» **Document**:
Toyota expects to begin occupying its new campus in late 2016 or early 2017. A large number of employees will be relocated from California, Kentucky and the New York City and New Jersey metro area.

Toyota’s existing locations have created a very siloed company, Beebe noted. “Physically we’ve been away from each other,” he explained. “The goal now is to start breaking down those silos and create ‘One Toyota.'”

Toyota tapped Dallas–based KDC Real Estate Development & Investments to develop the 100-acre headquarters site. JLL is advising Toyota during the development process, and Dallas-based Corgan Associates Inc. is handling design. Beebe said Toyota chose KDC and Corgan because of their “sustainability philosophy.” Both firms have significant experience working on green campuses.

Beebe, who has been with Toyota since 1998, said the company is relying heavily on its partners because its previous development experience has involved smaller projects. “This is a great set of folks … everybody is coming together, wanting to do the right thing,” he added.

Toyota set up temporary offices in 122,000 sq. ft. in Plano. The company has coined a term for the first employees who will make the move to Texas: pioneers. Twenty-five people are there now, and by the end of the year, there will be 50. The company expects to have 600 people in Plano by the end of 2015, Beebe said.

Toyota is taking a holistic approach to the campus design, Beebe said. “We think about how we can do the right thing for the site, the community, and the planet,” he explained. “We’re trying to be innovative with the new campus.”

Sustainable design objectives include:

  • Net zero energy
  • Zero waste to landfill
  • Biodiversity
  • Environmental quality and healthy spaces
  • Awareness and certification

Beebe says Toyota doesn’t design its facilities to achieve certification from various entities such as the U.S. Green Building Council. Instead, the company designs its facilities with an eye toward its own needs and then hopes the design will be validated by sustainable organizations. As of December 2013, 11 Toyota U.S. facilities and 28 of its dealerships have obtained LEED certification.

The design theme for Toyota’s new home is “practical and proud.” Beebe said the company wants its new campus to be practical rather than ostentatious, yet also impressive enough that employees can be proud of their workplace.

“We want to create a location where associates will be inspired to be there,” Beebe explained. “The goal is to be more connected and more balanced… to create a space where we can be more innovative.”

» **Directions**:
1. Rewrite the Toyota campus article from "Toyota is taking" up to and including "obtained LEED certification.", changing "certification" to "accreditation".
2. Find every line in the entries that contains the word "jacket", and copy each one out.

» **Data listing**:
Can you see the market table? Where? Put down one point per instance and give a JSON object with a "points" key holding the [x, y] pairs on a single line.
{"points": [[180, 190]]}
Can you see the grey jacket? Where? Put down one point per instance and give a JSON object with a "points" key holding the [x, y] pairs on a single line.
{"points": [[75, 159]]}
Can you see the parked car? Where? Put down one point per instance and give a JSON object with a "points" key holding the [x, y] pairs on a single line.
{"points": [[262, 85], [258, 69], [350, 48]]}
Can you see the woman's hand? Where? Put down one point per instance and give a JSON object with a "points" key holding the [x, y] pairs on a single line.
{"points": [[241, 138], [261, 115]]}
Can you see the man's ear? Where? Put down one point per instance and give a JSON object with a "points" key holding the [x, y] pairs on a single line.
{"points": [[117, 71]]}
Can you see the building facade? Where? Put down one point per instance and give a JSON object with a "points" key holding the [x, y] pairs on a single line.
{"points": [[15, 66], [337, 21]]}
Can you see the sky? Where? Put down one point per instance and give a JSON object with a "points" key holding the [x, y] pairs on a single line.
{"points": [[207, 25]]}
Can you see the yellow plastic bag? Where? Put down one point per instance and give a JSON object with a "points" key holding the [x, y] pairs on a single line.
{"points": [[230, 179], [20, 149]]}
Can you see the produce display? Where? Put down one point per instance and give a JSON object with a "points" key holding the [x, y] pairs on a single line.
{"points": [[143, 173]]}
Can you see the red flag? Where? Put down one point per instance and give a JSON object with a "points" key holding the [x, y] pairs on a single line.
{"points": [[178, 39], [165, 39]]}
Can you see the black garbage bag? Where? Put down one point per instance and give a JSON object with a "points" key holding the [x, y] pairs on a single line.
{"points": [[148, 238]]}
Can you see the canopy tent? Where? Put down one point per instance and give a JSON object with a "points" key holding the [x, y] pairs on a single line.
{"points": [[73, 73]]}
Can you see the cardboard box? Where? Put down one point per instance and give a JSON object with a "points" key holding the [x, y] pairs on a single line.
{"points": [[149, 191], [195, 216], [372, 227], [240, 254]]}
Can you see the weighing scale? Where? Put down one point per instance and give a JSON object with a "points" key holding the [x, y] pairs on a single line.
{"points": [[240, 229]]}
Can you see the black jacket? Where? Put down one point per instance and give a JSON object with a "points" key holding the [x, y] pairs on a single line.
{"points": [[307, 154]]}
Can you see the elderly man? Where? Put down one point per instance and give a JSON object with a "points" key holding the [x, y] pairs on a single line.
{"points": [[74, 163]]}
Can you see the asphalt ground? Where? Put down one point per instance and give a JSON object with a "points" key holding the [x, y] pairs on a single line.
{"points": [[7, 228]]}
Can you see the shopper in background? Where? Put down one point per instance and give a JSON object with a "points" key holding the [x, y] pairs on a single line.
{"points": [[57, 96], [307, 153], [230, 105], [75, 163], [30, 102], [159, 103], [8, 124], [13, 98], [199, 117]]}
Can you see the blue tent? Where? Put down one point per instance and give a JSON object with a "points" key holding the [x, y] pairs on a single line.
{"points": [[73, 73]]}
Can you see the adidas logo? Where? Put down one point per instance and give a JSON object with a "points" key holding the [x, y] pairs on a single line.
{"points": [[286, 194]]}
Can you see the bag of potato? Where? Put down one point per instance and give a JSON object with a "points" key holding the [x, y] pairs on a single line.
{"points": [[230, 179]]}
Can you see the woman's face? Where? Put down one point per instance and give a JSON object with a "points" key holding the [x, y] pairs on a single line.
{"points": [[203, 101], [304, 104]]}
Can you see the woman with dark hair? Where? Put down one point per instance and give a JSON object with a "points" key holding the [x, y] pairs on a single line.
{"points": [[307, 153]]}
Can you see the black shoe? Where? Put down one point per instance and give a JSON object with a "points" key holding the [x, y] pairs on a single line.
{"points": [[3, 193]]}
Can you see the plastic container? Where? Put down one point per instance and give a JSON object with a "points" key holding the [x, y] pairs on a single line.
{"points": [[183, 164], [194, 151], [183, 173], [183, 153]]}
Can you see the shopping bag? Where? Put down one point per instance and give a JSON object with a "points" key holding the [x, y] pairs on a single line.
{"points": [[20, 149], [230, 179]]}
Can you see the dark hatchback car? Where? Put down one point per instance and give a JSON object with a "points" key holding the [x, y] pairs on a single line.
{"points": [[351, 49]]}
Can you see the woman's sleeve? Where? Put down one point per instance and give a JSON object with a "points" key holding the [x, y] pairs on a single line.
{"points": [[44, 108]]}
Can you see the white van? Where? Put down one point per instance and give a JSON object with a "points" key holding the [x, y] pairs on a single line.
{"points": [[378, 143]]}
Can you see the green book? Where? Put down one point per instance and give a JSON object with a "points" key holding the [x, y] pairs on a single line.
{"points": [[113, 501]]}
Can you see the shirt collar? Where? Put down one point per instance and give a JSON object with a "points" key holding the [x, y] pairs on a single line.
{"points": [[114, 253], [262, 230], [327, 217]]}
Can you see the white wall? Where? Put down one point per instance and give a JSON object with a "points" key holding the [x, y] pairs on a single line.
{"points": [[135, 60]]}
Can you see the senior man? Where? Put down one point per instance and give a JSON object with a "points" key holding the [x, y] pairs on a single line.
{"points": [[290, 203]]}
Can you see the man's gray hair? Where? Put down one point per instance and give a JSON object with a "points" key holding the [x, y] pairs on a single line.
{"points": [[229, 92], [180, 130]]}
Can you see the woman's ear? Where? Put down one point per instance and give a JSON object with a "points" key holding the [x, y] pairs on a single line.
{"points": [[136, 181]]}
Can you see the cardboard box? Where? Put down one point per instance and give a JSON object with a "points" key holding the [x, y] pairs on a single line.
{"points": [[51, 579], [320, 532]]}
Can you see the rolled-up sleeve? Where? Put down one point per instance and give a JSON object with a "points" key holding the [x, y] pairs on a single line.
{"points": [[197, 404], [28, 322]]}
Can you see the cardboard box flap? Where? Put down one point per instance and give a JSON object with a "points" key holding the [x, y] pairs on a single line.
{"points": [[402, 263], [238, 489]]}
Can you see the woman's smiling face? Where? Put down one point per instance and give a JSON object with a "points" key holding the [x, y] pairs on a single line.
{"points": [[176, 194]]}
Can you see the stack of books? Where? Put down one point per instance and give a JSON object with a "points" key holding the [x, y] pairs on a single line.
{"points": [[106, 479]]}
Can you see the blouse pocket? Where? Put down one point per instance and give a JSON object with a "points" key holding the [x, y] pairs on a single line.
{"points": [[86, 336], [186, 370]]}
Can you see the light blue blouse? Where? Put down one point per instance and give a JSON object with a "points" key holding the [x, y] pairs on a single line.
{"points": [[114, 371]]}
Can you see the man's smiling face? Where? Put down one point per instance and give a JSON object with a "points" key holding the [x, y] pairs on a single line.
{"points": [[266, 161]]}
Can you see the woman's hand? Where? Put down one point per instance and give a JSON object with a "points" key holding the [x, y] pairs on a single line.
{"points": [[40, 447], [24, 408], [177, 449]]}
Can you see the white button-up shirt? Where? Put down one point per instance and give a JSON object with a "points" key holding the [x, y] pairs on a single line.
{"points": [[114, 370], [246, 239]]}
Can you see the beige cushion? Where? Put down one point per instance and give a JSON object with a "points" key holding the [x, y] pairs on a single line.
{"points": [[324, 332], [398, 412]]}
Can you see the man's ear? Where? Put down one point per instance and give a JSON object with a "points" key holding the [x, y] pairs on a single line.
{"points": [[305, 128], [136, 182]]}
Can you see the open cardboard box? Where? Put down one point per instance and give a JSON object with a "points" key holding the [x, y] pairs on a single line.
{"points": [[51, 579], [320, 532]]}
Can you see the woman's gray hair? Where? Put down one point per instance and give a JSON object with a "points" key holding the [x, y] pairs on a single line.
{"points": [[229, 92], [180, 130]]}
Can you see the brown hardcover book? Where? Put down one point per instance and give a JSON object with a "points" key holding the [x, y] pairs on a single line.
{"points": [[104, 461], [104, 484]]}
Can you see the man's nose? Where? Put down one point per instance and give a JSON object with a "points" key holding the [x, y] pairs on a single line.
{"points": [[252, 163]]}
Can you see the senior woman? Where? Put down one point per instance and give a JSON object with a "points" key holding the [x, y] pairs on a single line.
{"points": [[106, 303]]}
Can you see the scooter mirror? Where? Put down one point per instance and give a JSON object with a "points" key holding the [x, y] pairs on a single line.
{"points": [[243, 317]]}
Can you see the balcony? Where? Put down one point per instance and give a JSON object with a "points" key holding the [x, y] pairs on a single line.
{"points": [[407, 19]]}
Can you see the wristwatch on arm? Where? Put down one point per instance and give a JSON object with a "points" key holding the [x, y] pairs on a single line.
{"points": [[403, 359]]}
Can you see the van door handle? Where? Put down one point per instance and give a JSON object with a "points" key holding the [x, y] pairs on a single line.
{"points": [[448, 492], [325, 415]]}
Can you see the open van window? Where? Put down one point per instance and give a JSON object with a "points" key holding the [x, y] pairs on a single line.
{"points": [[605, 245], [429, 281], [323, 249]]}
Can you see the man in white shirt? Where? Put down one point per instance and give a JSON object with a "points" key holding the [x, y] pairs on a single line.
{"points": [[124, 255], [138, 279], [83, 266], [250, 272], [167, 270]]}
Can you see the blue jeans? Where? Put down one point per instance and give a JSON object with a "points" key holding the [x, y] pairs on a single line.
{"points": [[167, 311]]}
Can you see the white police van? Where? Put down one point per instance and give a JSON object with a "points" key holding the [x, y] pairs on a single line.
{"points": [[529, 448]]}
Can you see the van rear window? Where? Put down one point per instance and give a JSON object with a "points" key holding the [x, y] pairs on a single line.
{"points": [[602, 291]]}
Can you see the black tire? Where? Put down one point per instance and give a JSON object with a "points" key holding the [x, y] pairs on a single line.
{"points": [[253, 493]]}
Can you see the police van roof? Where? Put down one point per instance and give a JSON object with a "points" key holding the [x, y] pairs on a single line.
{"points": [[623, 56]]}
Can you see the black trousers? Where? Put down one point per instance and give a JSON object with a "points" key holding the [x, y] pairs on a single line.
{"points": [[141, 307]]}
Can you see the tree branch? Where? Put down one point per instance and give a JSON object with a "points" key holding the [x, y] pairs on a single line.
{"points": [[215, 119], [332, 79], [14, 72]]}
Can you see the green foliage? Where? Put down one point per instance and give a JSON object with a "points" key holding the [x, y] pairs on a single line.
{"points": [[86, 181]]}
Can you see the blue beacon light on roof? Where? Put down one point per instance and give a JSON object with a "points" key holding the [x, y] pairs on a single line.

» **Exercise solutions**:
1.
Toyota is taking a holistic approach to the campus design, Beebe said. “We think about how we can do the right thing for the site, the community, and the planet,” he explained. “We’re trying to be innovative with the new campus.”

Sustainable design objectives include:

  • Net zero energy
  • Zero waste to landfill
  • Biodiversity
  • Environmental quality and healthy spaces
  • Awareness and accreditation

Beebe says Toyota doesn’t design its facilities to achieve accreditation from various entities such as the U.S. Green Building Council. Instead, the company designs its facilities with an eye toward its own needs and then hopes the design will be validated by sustainable organizations. As of December 2013, 11 Toyota U.S. facilities and 28 of its dealerships have obtained LEED accreditation.

2.
Can you see the grey jacket? Where? Put down one point per instance and give a JSON object with a "points" key holding the [x, y] pairs on a single line.
Can you see the black jacket? Where? Put down one point per instance and give a JSON object with a "points" key holding the [x, y] pairs on a single line.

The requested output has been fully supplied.